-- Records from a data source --
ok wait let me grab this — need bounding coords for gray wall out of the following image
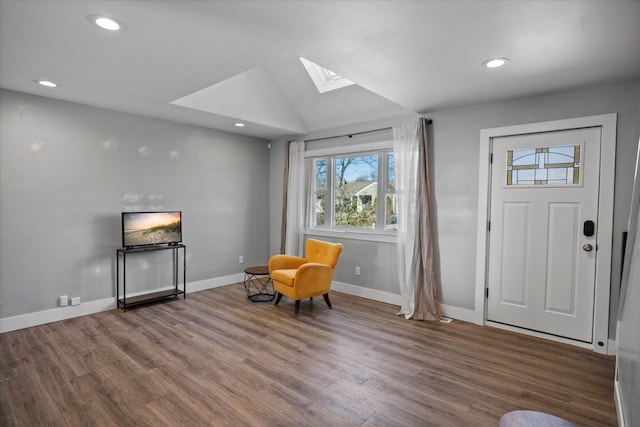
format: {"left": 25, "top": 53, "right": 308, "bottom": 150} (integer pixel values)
{"left": 269, "top": 79, "right": 640, "bottom": 337}
{"left": 0, "top": 89, "right": 270, "bottom": 319}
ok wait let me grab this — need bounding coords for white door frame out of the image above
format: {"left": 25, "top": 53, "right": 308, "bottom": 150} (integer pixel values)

-- Task item --
Find the word "need" in the entries above and gather every line that holds it.

-- Result for this exercise --
ok wait let me grab this — need bounding coords for gray wall out of the following image
ok wait let me grab this — need bounding coords for white door frame out of the image above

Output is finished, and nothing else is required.